=== Section Start ===

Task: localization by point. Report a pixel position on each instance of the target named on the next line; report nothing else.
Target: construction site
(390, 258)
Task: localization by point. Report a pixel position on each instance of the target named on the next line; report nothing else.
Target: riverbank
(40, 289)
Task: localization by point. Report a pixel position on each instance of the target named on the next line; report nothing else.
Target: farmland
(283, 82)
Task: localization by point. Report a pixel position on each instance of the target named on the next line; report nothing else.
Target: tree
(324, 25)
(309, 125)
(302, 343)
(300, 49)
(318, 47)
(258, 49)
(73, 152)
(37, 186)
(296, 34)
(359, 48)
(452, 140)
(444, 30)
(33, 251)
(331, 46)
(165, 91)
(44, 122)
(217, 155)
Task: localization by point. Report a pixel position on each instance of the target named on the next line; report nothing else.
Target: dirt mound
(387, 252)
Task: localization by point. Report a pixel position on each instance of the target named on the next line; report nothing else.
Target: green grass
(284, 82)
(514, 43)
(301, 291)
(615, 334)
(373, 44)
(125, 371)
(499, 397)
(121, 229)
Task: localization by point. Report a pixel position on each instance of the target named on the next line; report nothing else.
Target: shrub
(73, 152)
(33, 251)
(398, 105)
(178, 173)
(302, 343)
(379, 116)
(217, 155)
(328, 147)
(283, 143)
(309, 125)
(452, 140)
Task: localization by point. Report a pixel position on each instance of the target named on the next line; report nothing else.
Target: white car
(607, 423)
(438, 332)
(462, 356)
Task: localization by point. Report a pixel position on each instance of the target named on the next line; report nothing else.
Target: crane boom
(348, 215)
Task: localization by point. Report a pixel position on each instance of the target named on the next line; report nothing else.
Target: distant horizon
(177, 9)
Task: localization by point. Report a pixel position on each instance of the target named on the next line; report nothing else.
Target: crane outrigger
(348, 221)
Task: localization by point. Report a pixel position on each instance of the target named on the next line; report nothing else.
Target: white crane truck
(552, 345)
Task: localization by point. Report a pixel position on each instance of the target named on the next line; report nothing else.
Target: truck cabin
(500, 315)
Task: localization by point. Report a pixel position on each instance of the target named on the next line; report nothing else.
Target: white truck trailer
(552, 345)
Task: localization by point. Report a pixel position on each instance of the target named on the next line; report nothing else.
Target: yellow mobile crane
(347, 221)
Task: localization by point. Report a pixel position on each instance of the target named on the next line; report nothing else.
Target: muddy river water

=== Section End ===

Produce an exact copy of the entries above.

■ **Result below**
Task: localization by point. Report a pixel position on each instance of the target named on the next line; report nothing else.
Target: construction site
(390, 258)
Task: localization by point. Report a pixel position on each instance of the target named on the next line; report nothing else.
Target: riverbank
(40, 289)
Task: localization by point. Report a pixel position on each instance of the target named on the next line; report nothing else.
Target: farmland
(283, 82)
Task: localization by point. Report a pixel position on each instance of the target named on the next line; report nothing else.
Target: tree
(324, 25)
(309, 125)
(302, 343)
(300, 49)
(318, 47)
(258, 49)
(73, 152)
(37, 186)
(296, 34)
(359, 48)
(452, 140)
(444, 30)
(33, 251)
(331, 46)
(165, 91)
(44, 122)
(217, 155)
Task: localization by point. Report a pixel position on each instance of the target named on the next line; report nothing else.
Target: dirt mound
(387, 252)
Task: localization by point. Report a pixel position on each instance of the target named on the next line; report nothing else.
Target: green grass
(284, 82)
(514, 43)
(301, 291)
(615, 334)
(373, 44)
(125, 371)
(499, 397)
(121, 229)
Task: localization by point. Report a pixel position on each instance of the target named on the next line; report nothing else.
Target: shrub
(73, 152)
(33, 251)
(398, 105)
(178, 173)
(302, 343)
(379, 116)
(217, 155)
(328, 147)
(283, 143)
(309, 125)
(452, 140)
Task: localization by point. Report a pixel position on each instance of the target named on the next line; report nothing else.
Target: white car
(607, 423)
(438, 332)
(462, 356)
Task: localization by point. Report a pixel position on each instance of the target named on the next line; report nothing else.
Target: crane boom
(348, 215)
Task: localization by point. Report a pixel position on each instance of the target named on the next line; report nothing else.
Target: distant horizon
(177, 9)
Task: localization by point. Report a pixel position on each instance of the target named on the next line; report nothing else.
Target: crane outrigger
(348, 221)
Task: localization by point. Report a pixel position on each instance of the target named on the next line; report nothing else.
Target: white crane truck
(552, 345)
Task: localization by point. Report a pixel position on each instance of the target named on the next line; report nothing else.
Target: truck cabin
(500, 315)
Task: localization by point. Report a pixel position on each instance of the target named on the next line; report nothing else.
Target: white truck trailer
(552, 345)
Task: localization by point. Report a pixel position on each instance of the target named on the next line; report nothing else.
Target: yellow mobile crane
(347, 221)
Task: localization by point. Report a pixel position on each instance of the target named on the next line; report nothing else.
Target: muddy river water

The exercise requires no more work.